**WHAT IS EXPECTED**
Please continue the mailing-list thread on handling multiple processing steps in mzData, picking up right after its last sentence.

[Psidev-ms-dev] MzData comments

SourceForge Headquarters 225 Broadway Suite 1600 San Diego, CA 92101 +1 (858) 422-6466

Working on implementation of mzData and mzAnalysis in the Proteios database 
project (www.proteios.org) I came up with some questions on mzData which 
some of you may be interested in and have comments on. As I got some 
excellent answers from Randall Julian these are posted too, along with some 
new comments (maybe a bit messy):

At 14:04 2005-12-16, Randy Julian wrote:
>Fredrik,
>
>Thanks for your note - I have some comments mixed in below:
>
>
>Fredrik Levander wrote:
>
>>
>>We are a little bit confused on how to use mzData 1.05 when a peak list 
>>is processed multiple times with different software. We do peak 
>>extraction of MALDI spectra with one software module and then filtering 
>>and recalibration with another. The question is how to handle this with 
>>mzData. One approach would be to generate one mzData for the first step 
>>and another for the second step. This way the 
>>description.admin.sourceFile for the second mzData could be the first 
>>mzData and the 'software' element in each is the software that was used 
>>in that processing step. This should be ok. However, if we do not keep 
>>the intermediate peak lists there should be multiple 
>>description.dataProcessing elements which is not allowed in the mzData. I 
>>therefore suggest that multiple dataProcessing elements should be 
>>allowed, or is there any other solution on how to treat this?

**INFORMATION SHOWN**
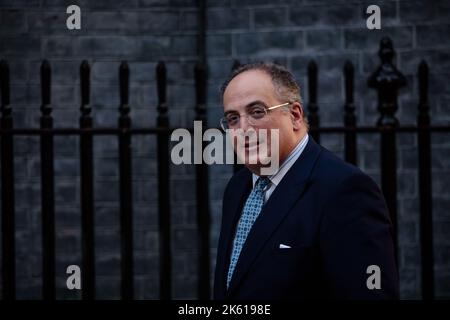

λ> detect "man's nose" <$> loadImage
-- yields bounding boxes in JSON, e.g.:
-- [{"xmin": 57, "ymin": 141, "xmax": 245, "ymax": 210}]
[{"xmin": 239, "ymin": 116, "xmax": 251, "ymax": 132}]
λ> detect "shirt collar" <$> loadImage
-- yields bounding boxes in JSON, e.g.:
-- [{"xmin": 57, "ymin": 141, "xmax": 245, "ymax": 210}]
[{"xmin": 252, "ymin": 134, "xmax": 309, "ymax": 187}]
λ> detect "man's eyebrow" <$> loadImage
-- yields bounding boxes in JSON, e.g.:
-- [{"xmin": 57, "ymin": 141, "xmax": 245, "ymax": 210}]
[{"xmin": 223, "ymin": 100, "xmax": 267, "ymax": 116}]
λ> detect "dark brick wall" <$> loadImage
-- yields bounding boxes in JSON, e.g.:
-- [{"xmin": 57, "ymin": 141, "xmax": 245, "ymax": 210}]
[{"xmin": 0, "ymin": 0, "xmax": 450, "ymax": 299}]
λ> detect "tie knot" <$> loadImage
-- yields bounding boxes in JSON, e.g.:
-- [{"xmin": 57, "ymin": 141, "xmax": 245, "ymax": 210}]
[{"xmin": 255, "ymin": 177, "xmax": 270, "ymax": 191}]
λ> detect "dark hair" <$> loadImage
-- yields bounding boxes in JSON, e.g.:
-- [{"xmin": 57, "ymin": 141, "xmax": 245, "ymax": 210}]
[{"xmin": 220, "ymin": 62, "xmax": 302, "ymax": 104}]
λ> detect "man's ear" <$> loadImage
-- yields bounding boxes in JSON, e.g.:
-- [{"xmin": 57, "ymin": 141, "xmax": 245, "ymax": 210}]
[{"xmin": 290, "ymin": 102, "xmax": 303, "ymax": 130}]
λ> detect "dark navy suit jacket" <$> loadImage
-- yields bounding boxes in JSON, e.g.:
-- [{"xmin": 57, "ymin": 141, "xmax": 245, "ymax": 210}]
[{"xmin": 214, "ymin": 136, "xmax": 398, "ymax": 299}]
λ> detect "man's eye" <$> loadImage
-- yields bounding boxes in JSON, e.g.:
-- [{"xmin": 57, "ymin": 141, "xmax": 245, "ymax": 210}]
[
  {"xmin": 227, "ymin": 115, "xmax": 239, "ymax": 124},
  {"xmin": 250, "ymin": 107, "xmax": 266, "ymax": 118}
]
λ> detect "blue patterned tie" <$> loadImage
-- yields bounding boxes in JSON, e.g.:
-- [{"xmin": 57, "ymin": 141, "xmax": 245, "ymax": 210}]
[{"xmin": 227, "ymin": 177, "xmax": 270, "ymax": 288}]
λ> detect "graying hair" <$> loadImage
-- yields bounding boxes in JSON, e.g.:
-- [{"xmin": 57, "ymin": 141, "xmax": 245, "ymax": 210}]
[{"xmin": 220, "ymin": 62, "xmax": 308, "ymax": 126}]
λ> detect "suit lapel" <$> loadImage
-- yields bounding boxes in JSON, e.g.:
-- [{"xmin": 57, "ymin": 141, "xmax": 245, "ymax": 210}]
[{"xmin": 227, "ymin": 136, "xmax": 321, "ymax": 295}]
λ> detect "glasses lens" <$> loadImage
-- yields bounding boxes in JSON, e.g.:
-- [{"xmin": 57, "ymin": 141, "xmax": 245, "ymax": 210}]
[{"xmin": 220, "ymin": 118, "xmax": 230, "ymax": 131}]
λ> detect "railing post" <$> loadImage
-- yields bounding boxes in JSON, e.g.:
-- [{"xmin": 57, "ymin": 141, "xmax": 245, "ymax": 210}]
[
  {"xmin": 80, "ymin": 60, "xmax": 95, "ymax": 300},
  {"xmin": 119, "ymin": 61, "xmax": 134, "ymax": 300},
  {"xmin": 156, "ymin": 62, "xmax": 172, "ymax": 300},
  {"xmin": 194, "ymin": 63, "xmax": 211, "ymax": 299},
  {"xmin": 0, "ymin": 60, "xmax": 16, "ymax": 300},
  {"xmin": 308, "ymin": 60, "xmax": 320, "ymax": 143},
  {"xmin": 417, "ymin": 61, "xmax": 434, "ymax": 300},
  {"xmin": 230, "ymin": 59, "xmax": 244, "ymax": 173},
  {"xmin": 344, "ymin": 61, "xmax": 357, "ymax": 165},
  {"xmin": 368, "ymin": 38, "xmax": 406, "ymax": 260},
  {"xmin": 41, "ymin": 60, "xmax": 55, "ymax": 300}
]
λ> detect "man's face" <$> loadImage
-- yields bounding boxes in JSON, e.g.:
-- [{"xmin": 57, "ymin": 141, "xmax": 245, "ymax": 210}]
[{"xmin": 223, "ymin": 70, "xmax": 300, "ymax": 172}]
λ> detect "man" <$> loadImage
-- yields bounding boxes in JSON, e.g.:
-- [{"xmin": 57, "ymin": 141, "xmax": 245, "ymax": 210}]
[{"xmin": 214, "ymin": 63, "xmax": 398, "ymax": 299}]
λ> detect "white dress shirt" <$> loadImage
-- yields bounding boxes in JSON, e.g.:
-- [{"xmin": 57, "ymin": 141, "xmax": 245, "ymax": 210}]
[{"xmin": 252, "ymin": 134, "xmax": 308, "ymax": 202}]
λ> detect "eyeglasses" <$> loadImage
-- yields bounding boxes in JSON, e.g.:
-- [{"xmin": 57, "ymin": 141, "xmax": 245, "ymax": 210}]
[{"xmin": 220, "ymin": 102, "xmax": 291, "ymax": 131}]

**TASK OUTPUT**
>I will look at the idea of making the dataProcessing elements unbounded, 
>but the way we imagined doing what you are suggesting is to use the 
>supplemental data section.  Depending on what you want to be considered 
>the primary spectrum, you can store one spectrum in the mz/Inten vectors, 
>and all other spectra as supplemental data.  The description of how the 
>supplemental data were created is supposed to be handled by the 
>supplemental data description.  This part has not been tested that much 
>and the original use case was for storing time-domain or frequency-domain 
>data which were used to compute a mass spectrum.  I would like to work 
>with you on this so that if there is some problem with your use case we 
>can correct mzData for the 1.1 release.
Storing intermediate spectra as supplemental data should work fine. 
However, I would guess that most search engines and other software would 
only handle the peak lists that come in the intenArrayBinary and 
mzArrayBinary elements. If one would like to use peak lists that are in the 
supplementary data section this may be less straightforward.
Making 'dataProcessing' unbounded would still be useful for the use case 
when several software modules are used in a pipe without any need for 
storing intermediate data. It is still of interest to store all the 
parameters from the different modules, and I think that the dataProcessing 
section would be the most logical place.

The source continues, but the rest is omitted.